== DIRECTION ==
Return every line of the data below word for word, omitting the pictures.

^^^^^^^^

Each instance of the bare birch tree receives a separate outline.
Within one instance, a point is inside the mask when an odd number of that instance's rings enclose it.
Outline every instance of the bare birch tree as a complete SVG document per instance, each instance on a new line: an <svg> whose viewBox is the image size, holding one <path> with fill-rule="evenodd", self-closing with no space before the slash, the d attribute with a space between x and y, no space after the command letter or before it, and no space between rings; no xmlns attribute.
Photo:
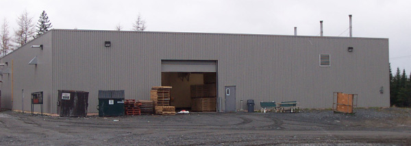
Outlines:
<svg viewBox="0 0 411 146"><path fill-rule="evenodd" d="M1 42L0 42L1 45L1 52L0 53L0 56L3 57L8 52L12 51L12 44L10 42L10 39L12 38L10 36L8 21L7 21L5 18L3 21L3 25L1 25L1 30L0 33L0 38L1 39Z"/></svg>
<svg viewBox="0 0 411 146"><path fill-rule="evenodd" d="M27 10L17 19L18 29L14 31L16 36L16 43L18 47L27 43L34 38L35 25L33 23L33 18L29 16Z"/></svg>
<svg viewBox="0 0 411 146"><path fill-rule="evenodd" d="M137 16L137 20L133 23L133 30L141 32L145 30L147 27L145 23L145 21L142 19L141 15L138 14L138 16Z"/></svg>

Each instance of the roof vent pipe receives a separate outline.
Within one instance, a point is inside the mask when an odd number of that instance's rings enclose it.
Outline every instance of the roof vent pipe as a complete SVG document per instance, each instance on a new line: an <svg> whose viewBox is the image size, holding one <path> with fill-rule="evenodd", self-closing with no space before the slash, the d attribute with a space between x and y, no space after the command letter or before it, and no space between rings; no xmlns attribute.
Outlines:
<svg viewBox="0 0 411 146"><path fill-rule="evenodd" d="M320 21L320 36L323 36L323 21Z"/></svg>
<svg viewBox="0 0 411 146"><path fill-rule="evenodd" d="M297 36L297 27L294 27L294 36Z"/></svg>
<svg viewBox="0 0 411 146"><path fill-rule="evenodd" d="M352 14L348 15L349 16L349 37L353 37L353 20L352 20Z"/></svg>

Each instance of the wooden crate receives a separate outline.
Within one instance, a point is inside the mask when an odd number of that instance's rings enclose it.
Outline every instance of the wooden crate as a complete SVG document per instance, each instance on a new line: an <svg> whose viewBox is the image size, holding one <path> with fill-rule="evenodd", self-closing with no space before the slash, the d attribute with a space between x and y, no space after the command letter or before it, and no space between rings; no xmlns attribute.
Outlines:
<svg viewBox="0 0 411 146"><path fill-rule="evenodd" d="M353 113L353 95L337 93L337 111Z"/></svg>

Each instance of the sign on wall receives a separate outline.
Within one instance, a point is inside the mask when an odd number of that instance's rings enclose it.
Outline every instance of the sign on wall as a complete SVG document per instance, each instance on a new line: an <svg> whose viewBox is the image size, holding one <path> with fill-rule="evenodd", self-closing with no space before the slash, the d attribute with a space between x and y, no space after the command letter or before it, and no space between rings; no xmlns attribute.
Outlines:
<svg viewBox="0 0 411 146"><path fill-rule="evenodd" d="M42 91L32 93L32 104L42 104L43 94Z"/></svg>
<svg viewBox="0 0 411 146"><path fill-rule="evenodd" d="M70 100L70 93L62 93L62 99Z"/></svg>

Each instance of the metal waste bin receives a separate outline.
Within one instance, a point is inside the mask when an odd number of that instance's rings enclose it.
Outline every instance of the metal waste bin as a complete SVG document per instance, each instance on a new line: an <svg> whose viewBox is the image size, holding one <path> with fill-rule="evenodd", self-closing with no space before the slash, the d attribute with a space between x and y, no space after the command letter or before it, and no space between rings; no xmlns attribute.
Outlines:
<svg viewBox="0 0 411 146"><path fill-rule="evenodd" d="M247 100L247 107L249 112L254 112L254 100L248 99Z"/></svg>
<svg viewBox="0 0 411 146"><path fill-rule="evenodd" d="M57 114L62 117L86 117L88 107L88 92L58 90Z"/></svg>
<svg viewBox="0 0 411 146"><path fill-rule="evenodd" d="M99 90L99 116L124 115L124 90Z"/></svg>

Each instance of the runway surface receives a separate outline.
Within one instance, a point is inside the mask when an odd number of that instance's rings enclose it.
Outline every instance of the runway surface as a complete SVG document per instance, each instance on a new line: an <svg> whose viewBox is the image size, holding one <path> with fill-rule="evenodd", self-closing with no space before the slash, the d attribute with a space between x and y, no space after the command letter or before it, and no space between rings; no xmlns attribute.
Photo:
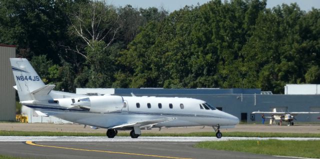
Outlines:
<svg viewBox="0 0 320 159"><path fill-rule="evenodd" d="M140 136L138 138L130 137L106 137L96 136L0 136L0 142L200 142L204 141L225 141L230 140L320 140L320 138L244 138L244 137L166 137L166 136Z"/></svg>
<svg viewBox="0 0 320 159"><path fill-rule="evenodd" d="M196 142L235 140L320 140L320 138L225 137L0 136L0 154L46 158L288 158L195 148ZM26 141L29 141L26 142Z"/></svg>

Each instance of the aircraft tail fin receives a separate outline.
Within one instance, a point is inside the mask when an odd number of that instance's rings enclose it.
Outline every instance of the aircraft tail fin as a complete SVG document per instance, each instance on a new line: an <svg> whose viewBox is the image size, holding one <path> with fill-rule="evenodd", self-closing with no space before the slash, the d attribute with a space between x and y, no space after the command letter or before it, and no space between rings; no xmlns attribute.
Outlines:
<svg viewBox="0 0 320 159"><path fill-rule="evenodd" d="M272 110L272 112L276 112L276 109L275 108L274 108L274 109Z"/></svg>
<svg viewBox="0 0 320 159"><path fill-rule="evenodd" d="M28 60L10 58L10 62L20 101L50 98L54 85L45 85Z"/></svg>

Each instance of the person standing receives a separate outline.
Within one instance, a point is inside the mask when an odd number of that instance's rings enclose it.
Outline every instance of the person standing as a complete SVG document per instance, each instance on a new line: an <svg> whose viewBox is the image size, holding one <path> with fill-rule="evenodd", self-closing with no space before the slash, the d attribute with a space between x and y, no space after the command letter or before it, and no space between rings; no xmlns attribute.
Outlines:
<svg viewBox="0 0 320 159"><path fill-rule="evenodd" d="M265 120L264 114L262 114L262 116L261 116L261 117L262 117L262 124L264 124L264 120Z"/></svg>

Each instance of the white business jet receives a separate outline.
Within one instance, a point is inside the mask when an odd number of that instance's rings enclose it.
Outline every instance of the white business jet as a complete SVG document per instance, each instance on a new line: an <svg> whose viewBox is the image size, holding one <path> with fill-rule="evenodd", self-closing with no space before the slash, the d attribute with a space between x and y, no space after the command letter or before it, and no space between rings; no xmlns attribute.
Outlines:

^^^^^^^^

== COMPLETED TASK ==
Each instance of the bare birch tree receives a separate outline.
Within one instance, a point is inside the mask when an odd number of that instance's rings enclose it.
Outline every instance of the bare birch tree as a complete SVG document per instance, each instance on a new line: an <svg> whose viewBox is the image size, holding one <path> with fill-rule="evenodd", self-closing with no space before the slash, the d attribute with a space between x and y, no space after the command letter or before it, and no space between rings; no xmlns attribute.
Photo:
Outlines:
<svg viewBox="0 0 411 146"><path fill-rule="evenodd" d="M1 42L0 42L1 45L1 52L0 53L0 56L3 57L8 52L12 51L12 44L10 42L10 39L12 38L10 36L8 21L7 21L5 18L3 21L3 25L1 25L1 30L0 33L0 38L1 39Z"/></svg>
<svg viewBox="0 0 411 146"><path fill-rule="evenodd" d="M27 10L17 19L18 29L14 31L16 36L16 43L18 47L27 43L34 38L35 25L33 23L33 18L29 16Z"/></svg>
<svg viewBox="0 0 411 146"><path fill-rule="evenodd" d="M137 16L137 20L133 23L133 30L141 32L145 30L147 27L145 23L145 21L142 19L141 15L138 14L138 16Z"/></svg>

Each instance of the roof vent pipe receives a separate outline.
Within one instance, a point is inside the mask when an odd number of that instance's rings enclose it.
Outline every instance of the roof vent pipe as a complete SVG document per instance, each instance on a new line: an <svg> whose viewBox is the image size, holding one <path> with fill-rule="evenodd", self-closing with no space before the slash, the d attribute with a space between x and y, no space after the command letter or before it, and no space between rings; no xmlns attribute.
Outlines:
<svg viewBox="0 0 411 146"><path fill-rule="evenodd" d="M320 21L320 36L323 36L323 21Z"/></svg>
<svg viewBox="0 0 411 146"><path fill-rule="evenodd" d="M297 36L297 27L294 27L294 36Z"/></svg>
<svg viewBox="0 0 411 146"><path fill-rule="evenodd" d="M352 14L348 15L349 16L349 37L353 37L353 20L352 20Z"/></svg>

Each instance of the wooden crate receives a separate outline.
Within one instance, a point is inside the mask when an odd number of that instance's rings enclose it.
Outline every instance of the wooden crate as a complete SVG document per instance, each instance on a new line: an <svg> whose viewBox is the image size, holding one <path> with fill-rule="evenodd", self-closing with no space before the slash, the d attribute with a space between x and y, no space after the command letter or before it, and no space between rings; no xmlns attribute.
Outlines:
<svg viewBox="0 0 411 146"><path fill-rule="evenodd" d="M353 113L353 95L337 93L337 111Z"/></svg>

Each instance of the sign on wall receives a separate outline.
Within one instance, a point is inside the mask when an odd number of that instance's rings enclose it.
Outline every instance of the sign on wall as a complete SVG document per instance, each instance on a new line: an <svg> whose viewBox is the image size, holding one <path> with fill-rule="evenodd", self-closing with no space before the slash, the d attribute with a space between x and y, no space after the command letter or before it, and no space between rings; no xmlns attribute.
Outlines:
<svg viewBox="0 0 411 146"><path fill-rule="evenodd" d="M42 91L32 93L32 104L42 104L43 94Z"/></svg>
<svg viewBox="0 0 411 146"><path fill-rule="evenodd" d="M70 100L70 93L62 93L62 99Z"/></svg>

Each instance of the metal waste bin receives a separate outline.
Within one instance, a point is inside the mask when an odd number of that instance's rings enclose it.
Outline every instance of the metal waste bin as a complete SVG document per instance, each instance on a new line: an <svg> whose viewBox is the image size, holding one <path> with fill-rule="evenodd", self-closing with no space before the slash, the d attribute with a space between x and y, no space after the command letter or before it, and no space between rings; no xmlns attribute.
Outlines:
<svg viewBox="0 0 411 146"><path fill-rule="evenodd" d="M247 100L247 107L249 112L254 112L254 100L248 99Z"/></svg>
<svg viewBox="0 0 411 146"><path fill-rule="evenodd" d="M57 114L62 117L86 117L88 107L88 92L58 90Z"/></svg>
<svg viewBox="0 0 411 146"><path fill-rule="evenodd" d="M99 90L99 116L124 115L124 90Z"/></svg>

Each instance of the runway surface receives a separate outline.
Within one instance, a point is inside the mask when an odd number of that instance's rings enclose it.
Outline every instance of the runway surface as a complete SVG document per instance, each instance on a new line: an <svg> whose viewBox is the image size, holding one <path> with fill-rule="evenodd", self-closing with no space before the slash, the d attribute with a space between x and y, no space after the command letter or before it, and no space between rings; no xmlns attribute.
Photo:
Outlines:
<svg viewBox="0 0 320 159"><path fill-rule="evenodd" d="M140 136L138 138L130 137L106 137L96 136L0 136L0 142L200 142L204 141L225 141L230 140L320 140L320 138L244 138L244 137L166 137L166 136Z"/></svg>
<svg viewBox="0 0 320 159"><path fill-rule="evenodd" d="M196 142L235 140L320 140L320 138L225 137L0 136L0 154L46 158L288 158L195 148ZM26 141L29 141L26 142Z"/></svg>

Each instance of the aircraft tail fin receives a separate outline.
Within one instance, a point is inside the mask when an odd number of that instance's rings enclose it.
Outline every instance of the aircraft tail fin as a complete SVG document per instance, each instance on a new line: an <svg> whose viewBox is the image size, holding one <path> with fill-rule="evenodd", self-closing with no space before the slash, the d attribute with a space between x and y, no space after the command letter or before it, and no space between rings; no xmlns attribute.
Outlines:
<svg viewBox="0 0 320 159"><path fill-rule="evenodd" d="M272 110L272 112L276 112L276 109L275 108L274 108L274 109Z"/></svg>
<svg viewBox="0 0 320 159"><path fill-rule="evenodd" d="M28 60L10 58L10 62L20 101L50 98L54 85L45 85Z"/></svg>

Each instance of the person standing receives a separate outline.
Within one instance, a point is inside the mask when an odd number of that instance's rings enclose it.
Outline every instance of the person standing as a complete SVG document per instance, each instance on a new line: an <svg> whose viewBox is the image size, holding one <path> with fill-rule="evenodd", self-closing with no space before the slash, the d attribute with a space between x and y, no space after the command letter or before it, and no space between rings; no xmlns attribute.
Outlines:
<svg viewBox="0 0 320 159"><path fill-rule="evenodd" d="M265 120L264 114L262 114L262 116L261 116L261 117L262 117L262 124L264 124L264 120Z"/></svg>

Each instance of the white business jet receives a separate outline.
Within one instance, a point is inside the mask when an odd number of that instance's rings enclose it.
Outline every instance of the white business jet as a complete SVG document per instance, each instance on a new line: an <svg> whose viewBox is the image size, holding one <path> with fill-rule="evenodd", self-closing with no space before the slash, the d attribute with a space between x and y, no space after the command letter or before it, and no space between rings; no xmlns attribute.
Outlines:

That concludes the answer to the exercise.